Return the lines beginning at the one that contains "Category: watermelon slice" and running to the end of the records, exactly and with nothing else. Omit pictures.

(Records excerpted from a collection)
★ ★ ★ ★
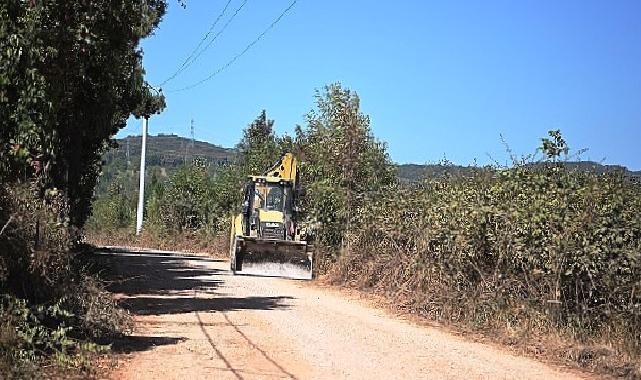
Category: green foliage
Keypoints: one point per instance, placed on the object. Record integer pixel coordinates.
(186, 202)
(342, 162)
(114, 211)
(259, 148)
(70, 76)
(530, 247)
(32, 335)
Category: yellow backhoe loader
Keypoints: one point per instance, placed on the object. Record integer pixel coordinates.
(266, 237)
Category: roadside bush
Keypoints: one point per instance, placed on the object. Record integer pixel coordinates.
(530, 249)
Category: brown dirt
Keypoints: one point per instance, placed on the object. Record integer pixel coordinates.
(194, 320)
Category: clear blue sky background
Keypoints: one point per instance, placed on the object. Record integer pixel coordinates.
(437, 78)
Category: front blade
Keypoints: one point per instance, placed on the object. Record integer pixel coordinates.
(276, 258)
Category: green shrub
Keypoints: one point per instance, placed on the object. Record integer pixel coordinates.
(537, 247)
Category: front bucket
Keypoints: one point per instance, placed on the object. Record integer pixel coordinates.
(275, 258)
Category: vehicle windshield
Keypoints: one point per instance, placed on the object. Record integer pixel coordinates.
(272, 197)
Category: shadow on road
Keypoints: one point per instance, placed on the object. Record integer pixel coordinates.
(141, 343)
(163, 284)
(167, 305)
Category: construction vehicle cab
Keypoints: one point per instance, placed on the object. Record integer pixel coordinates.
(267, 237)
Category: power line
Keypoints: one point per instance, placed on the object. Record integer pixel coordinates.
(219, 32)
(190, 57)
(249, 46)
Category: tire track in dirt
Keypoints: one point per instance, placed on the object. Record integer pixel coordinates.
(194, 320)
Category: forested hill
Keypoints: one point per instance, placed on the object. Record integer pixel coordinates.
(168, 150)
(416, 172)
(166, 153)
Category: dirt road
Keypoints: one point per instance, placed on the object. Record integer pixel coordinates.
(194, 320)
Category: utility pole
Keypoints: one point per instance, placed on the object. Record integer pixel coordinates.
(128, 159)
(141, 190)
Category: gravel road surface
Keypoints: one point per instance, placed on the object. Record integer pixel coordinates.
(194, 320)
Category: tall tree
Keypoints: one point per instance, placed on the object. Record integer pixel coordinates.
(259, 147)
(343, 161)
(71, 75)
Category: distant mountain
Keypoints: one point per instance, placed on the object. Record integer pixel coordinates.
(168, 150)
(416, 172)
(167, 153)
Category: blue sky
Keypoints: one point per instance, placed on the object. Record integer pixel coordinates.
(438, 79)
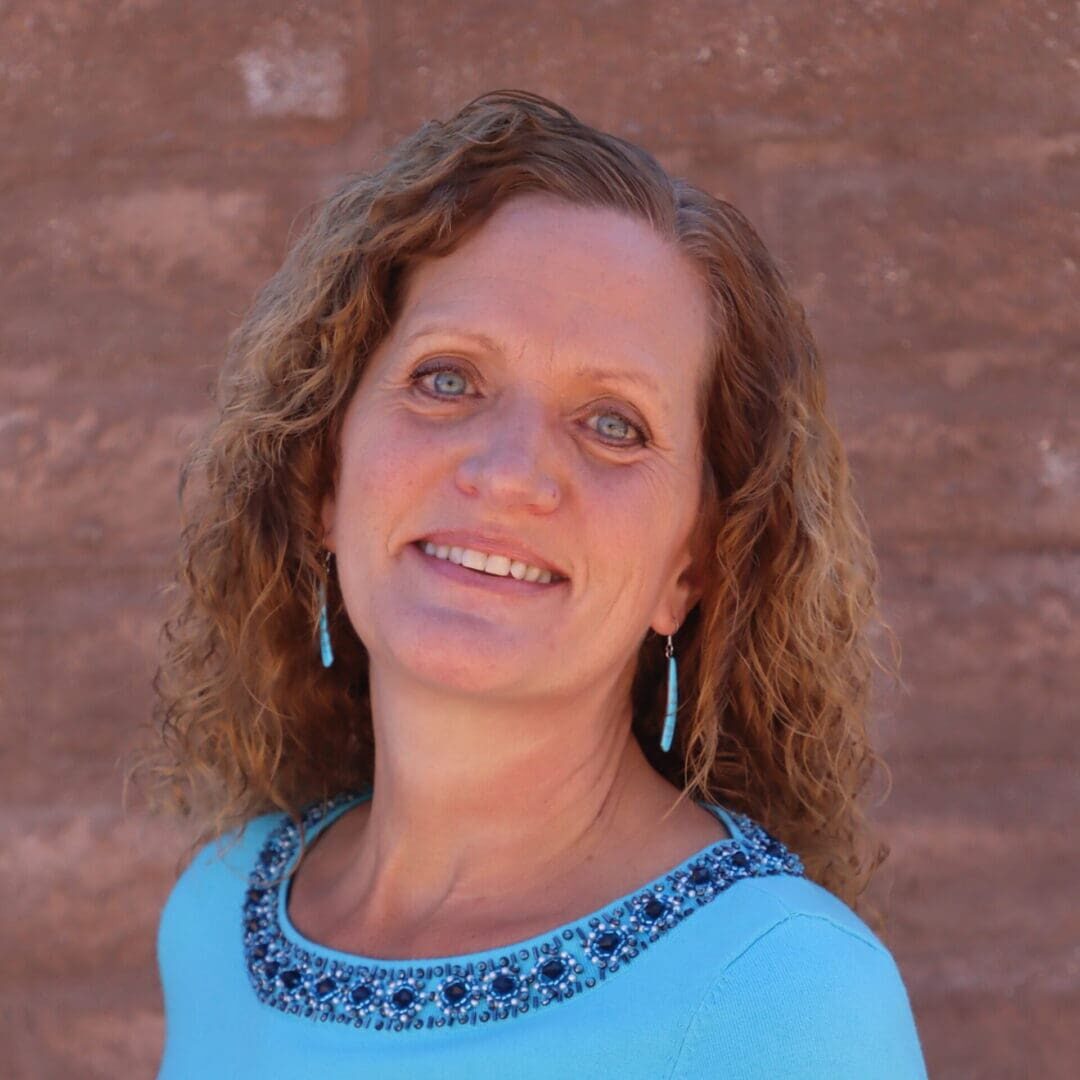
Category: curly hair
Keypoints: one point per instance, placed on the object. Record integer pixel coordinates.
(777, 657)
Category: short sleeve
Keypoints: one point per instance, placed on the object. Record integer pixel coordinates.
(807, 999)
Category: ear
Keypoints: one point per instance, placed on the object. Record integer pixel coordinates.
(677, 599)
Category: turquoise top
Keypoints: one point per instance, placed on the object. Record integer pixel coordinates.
(772, 976)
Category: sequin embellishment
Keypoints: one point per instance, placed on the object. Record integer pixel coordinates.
(507, 984)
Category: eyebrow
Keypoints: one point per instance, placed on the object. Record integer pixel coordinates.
(582, 372)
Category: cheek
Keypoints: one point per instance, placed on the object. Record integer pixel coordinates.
(383, 463)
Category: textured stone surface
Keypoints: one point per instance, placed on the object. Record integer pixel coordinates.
(915, 169)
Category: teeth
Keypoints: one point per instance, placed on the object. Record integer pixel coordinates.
(500, 566)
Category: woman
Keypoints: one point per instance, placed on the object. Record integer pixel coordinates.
(522, 617)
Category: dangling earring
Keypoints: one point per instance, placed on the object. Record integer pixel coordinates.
(324, 630)
(665, 739)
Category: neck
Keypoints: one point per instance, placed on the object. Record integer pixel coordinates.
(476, 801)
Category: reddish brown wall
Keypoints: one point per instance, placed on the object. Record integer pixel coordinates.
(915, 166)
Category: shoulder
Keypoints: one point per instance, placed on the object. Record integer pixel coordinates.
(810, 990)
(212, 882)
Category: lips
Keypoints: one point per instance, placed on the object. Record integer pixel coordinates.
(494, 543)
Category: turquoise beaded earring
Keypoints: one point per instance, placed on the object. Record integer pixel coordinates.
(324, 629)
(665, 739)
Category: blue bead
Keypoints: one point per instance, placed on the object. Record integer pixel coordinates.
(578, 958)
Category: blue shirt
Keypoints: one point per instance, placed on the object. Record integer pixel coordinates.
(730, 964)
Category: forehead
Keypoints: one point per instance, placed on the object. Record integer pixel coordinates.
(544, 274)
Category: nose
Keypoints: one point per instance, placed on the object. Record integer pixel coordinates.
(511, 466)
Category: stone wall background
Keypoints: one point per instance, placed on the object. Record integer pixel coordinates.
(914, 165)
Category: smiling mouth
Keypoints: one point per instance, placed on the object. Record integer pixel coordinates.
(494, 567)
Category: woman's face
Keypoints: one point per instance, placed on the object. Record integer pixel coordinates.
(536, 399)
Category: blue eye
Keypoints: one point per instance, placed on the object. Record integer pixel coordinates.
(623, 426)
(446, 377)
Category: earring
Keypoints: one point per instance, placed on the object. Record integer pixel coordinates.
(665, 739)
(324, 629)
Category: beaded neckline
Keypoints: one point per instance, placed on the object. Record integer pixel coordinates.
(307, 980)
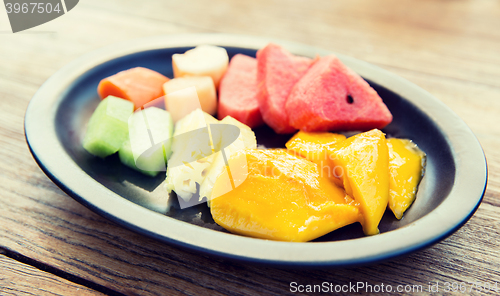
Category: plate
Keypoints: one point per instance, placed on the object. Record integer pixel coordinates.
(449, 194)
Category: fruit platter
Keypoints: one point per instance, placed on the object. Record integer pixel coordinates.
(258, 150)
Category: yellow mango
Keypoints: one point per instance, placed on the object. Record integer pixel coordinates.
(405, 171)
(363, 166)
(312, 146)
(281, 197)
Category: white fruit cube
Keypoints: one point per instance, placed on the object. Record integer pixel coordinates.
(204, 60)
(182, 102)
(205, 89)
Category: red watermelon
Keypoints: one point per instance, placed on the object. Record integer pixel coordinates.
(332, 97)
(238, 91)
(277, 72)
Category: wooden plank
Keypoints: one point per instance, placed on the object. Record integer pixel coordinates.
(17, 278)
(447, 47)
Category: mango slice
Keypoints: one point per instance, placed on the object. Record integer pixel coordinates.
(312, 146)
(282, 197)
(363, 161)
(405, 171)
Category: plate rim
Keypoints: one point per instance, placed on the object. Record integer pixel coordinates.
(39, 125)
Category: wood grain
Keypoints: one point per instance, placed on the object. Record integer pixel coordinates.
(21, 279)
(449, 48)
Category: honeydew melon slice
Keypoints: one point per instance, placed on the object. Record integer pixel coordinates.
(108, 127)
(150, 140)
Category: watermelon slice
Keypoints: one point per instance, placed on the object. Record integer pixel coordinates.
(332, 97)
(277, 73)
(238, 92)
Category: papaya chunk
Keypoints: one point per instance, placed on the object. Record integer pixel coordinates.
(138, 85)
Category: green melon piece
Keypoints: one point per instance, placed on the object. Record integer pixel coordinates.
(150, 141)
(108, 126)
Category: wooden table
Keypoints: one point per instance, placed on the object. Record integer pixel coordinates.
(50, 244)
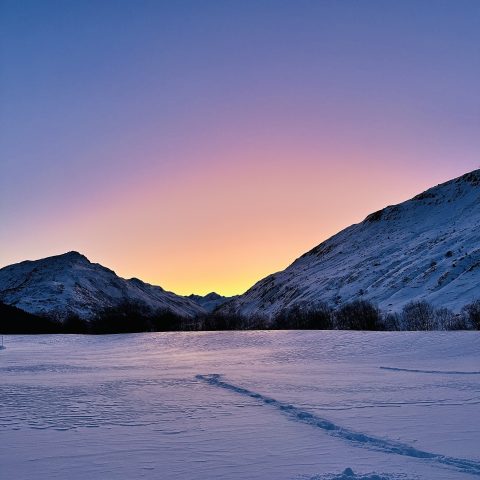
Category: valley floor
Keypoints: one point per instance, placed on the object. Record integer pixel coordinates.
(241, 405)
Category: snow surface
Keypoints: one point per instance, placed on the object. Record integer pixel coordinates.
(427, 248)
(70, 284)
(241, 405)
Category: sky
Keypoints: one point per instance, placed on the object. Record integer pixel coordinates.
(202, 145)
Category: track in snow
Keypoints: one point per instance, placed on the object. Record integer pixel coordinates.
★ ★ ★ ★
◆ ANSWER FOR THE TASK ◆
Category: watermelon slice
Keypoints: one point per instance, placed on the object. Record integer pixel coordinates.
(332, 97)
(277, 73)
(238, 92)
Category: papaya chunk
Keypoints: one point per instance, placed on the object. Record integer pixel coordinates.
(138, 85)
Category: green melon piece
Keypoints: one point per instance, placed on the object. Record integer pixel coordinates.
(150, 141)
(108, 126)
Category: wooden table
Keypoints: one point per instance, placed on the object. Record integer pixel coordinates.
(50, 244)
Category: valley floor
Keypoints: one point per instance, placed on the object. Record integer pixel coordinates.
(241, 405)
Category: snow surface
Keypoints: one point per instance, placed on the object. Record integer pixel coordinates.
(427, 248)
(70, 284)
(241, 405)
Category: sky
Keypoints: one point per instance, placed on the object. Record integer pixel coordinates.
(202, 145)
Category: track in snow
Keypoints: one point per instance, placed on the object. Record integer pixel coordinates.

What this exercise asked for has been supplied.